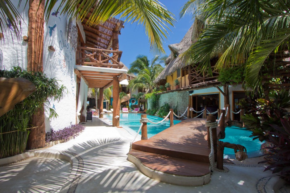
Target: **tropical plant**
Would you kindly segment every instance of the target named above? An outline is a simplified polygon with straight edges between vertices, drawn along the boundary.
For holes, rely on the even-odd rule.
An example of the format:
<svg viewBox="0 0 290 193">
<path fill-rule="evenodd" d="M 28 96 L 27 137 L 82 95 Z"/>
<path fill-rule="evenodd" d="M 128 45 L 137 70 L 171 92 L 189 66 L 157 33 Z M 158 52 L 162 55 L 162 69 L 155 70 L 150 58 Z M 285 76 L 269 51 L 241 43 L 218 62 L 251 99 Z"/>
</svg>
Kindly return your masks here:
<svg viewBox="0 0 290 193">
<path fill-rule="evenodd" d="M 19 67 L 9 71 L 0 70 L 0 77 L 25 78 L 36 88 L 30 96 L 0 117 L 0 158 L 2 158 L 25 152 L 30 132 L 27 129 L 33 126 L 29 125 L 32 115 L 39 109 L 43 109 L 44 103 L 49 103 L 49 99 L 59 101 L 64 96 L 66 89 L 43 72 L 28 71 Z M 50 111 L 49 118 L 57 117 L 54 109 L 47 107 Z"/>
<path fill-rule="evenodd" d="M 280 173 L 281 176 L 288 183 L 290 182 L 290 120 L 281 119 L 283 127 L 276 125 L 271 126 L 275 132 L 270 132 L 269 141 L 273 147 L 265 147 L 269 149 L 269 153 L 266 155 L 270 159 L 270 166 L 264 171 L 272 169 L 272 173 Z M 259 163 L 268 162 L 263 161 Z"/>
<path fill-rule="evenodd" d="M 72 125 L 56 131 L 52 128 L 50 132 L 47 132 L 45 134 L 45 142 L 50 142 L 60 140 L 66 141 L 71 138 L 74 139 L 80 133 L 85 130 L 85 127 L 79 124 Z"/>
<path fill-rule="evenodd" d="M 177 86 L 180 85 L 180 80 L 177 79 L 174 80 L 174 86 Z"/>
<path fill-rule="evenodd" d="M 171 85 L 169 82 L 167 82 L 164 86 L 165 86 L 166 88 L 170 88 L 171 87 Z"/>
<path fill-rule="evenodd" d="M 284 51 L 290 37 L 289 7 L 287 1 L 189 0 L 180 16 L 193 14 L 204 27 L 182 55 L 209 74 L 211 59 L 218 57 L 215 70 L 245 63 L 246 85 L 262 92 L 264 73 L 276 74 L 288 63 L 281 58 L 289 57 Z"/>
<path fill-rule="evenodd" d="M 43 14 L 48 21 L 52 11 L 55 10 L 54 6 L 58 1 L 48 1 L 44 3 L 42 1 L 39 1 L 39 4 L 42 3 L 44 6 L 46 11 Z M 21 2 L 19 1 L 19 7 Z M 26 0 L 26 5 L 28 4 L 28 2 Z M 169 30 L 168 25 L 173 26 L 175 21 L 172 14 L 156 0 L 77 0 L 73 3 L 71 1 L 61 0 L 58 3 L 60 5 L 56 11 L 59 12 L 60 14 L 67 14 L 82 20 L 89 14 L 87 23 L 90 26 L 102 23 L 117 15 L 126 22 L 143 24 L 149 38 L 151 50 L 156 53 L 164 52 L 162 40 L 167 38 L 168 33 L 166 29 Z M 21 26 L 20 14 L 10 1 L 1 1 L 0 9 L 3 16 L 0 18 L 1 31 L 6 23 L 8 23 L 9 19 L 14 31 L 17 32 L 17 37 L 21 39 L 21 28 L 19 27 Z"/>
<path fill-rule="evenodd" d="M 156 86 L 153 82 L 163 70 L 159 61 L 159 57 L 155 57 L 151 61 L 143 55 L 137 56 L 136 60 L 130 64 L 128 73 L 134 74 L 136 77 L 130 80 L 129 87 L 133 89 L 148 89 L 152 91 Z"/>
<path fill-rule="evenodd" d="M 285 90 L 274 94 L 269 100 L 248 97 L 239 105 L 246 110 L 242 117 L 247 128 L 252 132 L 253 140 L 268 140 L 271 132 L 276 132 L 271 125 L 282 126 L 280 118 L 288 116 L 286 108 L 290 107 L 290 96 Z"/>
<path fill-rule="evenodd" d="M 160 107 L 159 111 L 158 112 L 158 115 L 160 117 L 163 117 L 168 114 L 170 111 L 170 107 L 168 103 L 165 103 L 163 106 Z"/>
<path fill-rule="evenodd" d="M 138 104 L 140 104 L 140 99 L 142 98 L 144 95 L 144 93 L 143 92 L 138 92 L 137 95 L 134 94 L 132 95 L 132 98 L 135 98 L 138 101 Z"/>
</svg>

· · · · ·

#### Problem description:
Put every line of the records into a Markdown table with the columns Row and Line, numbering the rows and leaving out blank lines and the pictures.

#### Full output:
| Row | Line |
|---|---|
| 1 | Target: **tropical plant** |
| 2 | Would you kindly segment every instance of the target named above? An outline is a simplified polygon with straight edges between vertices, drawn along the boundary. |
| 3 | For holes, rely on the even-odd rule. |
| 4 | An example of the format: |
| 5 | <svg viewBox="0 0 290 193"> |
| 6 | <path fill-rule="evenodd" d="M 28 96 L 27 137 L 82 95 Z"/> |
| 7 | <path fill-rule="evenodd" d="M 128 45 L 137 70 L 171 92 L 189 66 L 157 33 Z M 158 52 L 162 55 L 162 69 L 155 70 L 150 58 Z M 285 76 L 269 51 L 241 43 L 218 62 L 251 99 Z"/> |
| 8 | </svg> |
| 9 | Kindly return your masks here: |
| 10 | <svg viewBox="0 0 290 193"> |
| 11 | <path fill-rule="evenodd" d="M 19 67 L 9 71 L 0 70 L 0 77 L 25 78 L 36 88 L 30 96 L 0 117 L 0 158 L 2 158 L 25 152 L 30 132 L 27 129 L 33 126 L 29 125 L 32 115 L 39 109 L 43 109 L 44 103 L 49 103 L 49 99 L 59 101 L 64 96 L 66 89 L 43 72 L 28 71 Z M 50 111 L 49 118 L 57 117 L 54 109 L 47 107 Z"/> |
| 12 | <path fill-rule="evenodd" d="M 280 173 L 281 176 L 288 183 L 290 182 L 290 120 L 281 119 L 283 127 L 276 125 L 271 126 L 275 132 L 270 132 L 269 141 L 273 147 L 265 147 L 269 149 L 269 153 L 266 155 L 270 159 L 270 166 L 264 171 L 272 169 L 272 173 Z M 259 163 L 268 162 L 263 161 Z"/> |
| 13 | <path fill-rule="evenodd" d="M 72 125 L 56 131 L 52 128 L 50 132 L 47 132 L 45 134 L 45 142 L 50 142 L 60 140 L 66 141 L 71 138 L 74 139 L 80 133 L 85 130 L 85 127 L 79 124 Z"/> |
| 14 | <path fill-rule="evenodd" d="M 177 86 L 180 85 L 180 80 L 177 79 L 174 80 L 174 86 Z"/> |
| 15 | <path fill-rule="evenodd" d="M 171 85 L 169 82 L 167 82 L 164 86 L 165 86 L 166 88 L 170 88 L 171 87 Z"/> |
| 16 | <path fill-rule="evenodd" d="M 284 51 L 290 37 L 289 7 L 287 1 L 189 0 L 180 16 L 193 14 L 204 27 L 182 55 L 209 74 L 211 59 L 218 57 L 215 70 L 245 63 L 246 85 L 262 92 L 264 73 L 276 74 L 288 63 L 281 58 L 289 57 Z"/> |
| 17 | <path fill-rule="evenodd" d="M 43 14 L 48 21 L 52 11 L 55 10 L 54 6 L 58 1 L 48 1 L 44 3 L 42 1 L 39 1 L 39 4 L 42 3 L 44 6 L 46 11 Z M 21 2 L 19 1 L 19 7 Z M 26 0 L 26 5 L 28 4 L 28 2 Z M 169 30 L 168 25 L 173 26 L 175 21 L 172 14 L 156 0 L 77 0 L 73 3 L 71 1 L 61 0 L 58 3 L 60 5 L 56 11 L 59 12 L 60 14 L 67 14 L 82 20 L 89 14 L 87 23 L 90 26 L 102 23 L 117 15 L 126 22 L 143 24 L 149 38 L 151 50 L 156 53 L 164 52 L 162 40 L 167 38 L 168 33 L 166 29 Z M 21 26 L 20 14 L 10 1 L 1 1 L 0 9 L 3 16 L 0 18 L 1 31 L 6 23 L 8 23 L 9 19 L 14 31 L 17 32 L 17 37 L 21 39 L 21 28 L 19 27 Z"/> |
| 18 | <path fill-rule="evenodd" d="M 156 86 L 153 82 L 163 70 L 159 61 L 159 57 L 155 57 L 151 61 L 143 55 L 137 56 L 136 60 L 130 64 L 128 73 L 134 74 L 136 77 L 130 80 L 129 87 L 133 89 L 148 89 L 152 91 Z"/> |
| 19 | <path fill-rule="evenodd" d="M 285 90 L 274 94 L 269 100 L 248 97 L 239 105 L 246 110 L 242 117 L 247 128 L 252 132 L 253 140 L 268 140 L 271 132 L 276 132 L 271 125 L 282 126 L 280 118 L 288 116 L 286 108 L 290 107 L 290 96 Z"/> |
| 20 | <path fill-rule="evenodd" d="M 160 107 L 159 111 L 158 112 L 158 115 L 160 117 L 163 117 L 168 114 L 170 111 L 170 107 L 168 103 L 165 103 L 163 106 Z"/> |
| 21 | <path fill-rule="evenodd" d="M 138 104 L 140 104 L 140 99 L 142 98 L 144 95 L 144 93 L 143 92 L 138 92 L 137 95 L 134 94 L 132 95 L 132 98 L 135 98 L 138 101 Z"/> |
| 22 | </svg> |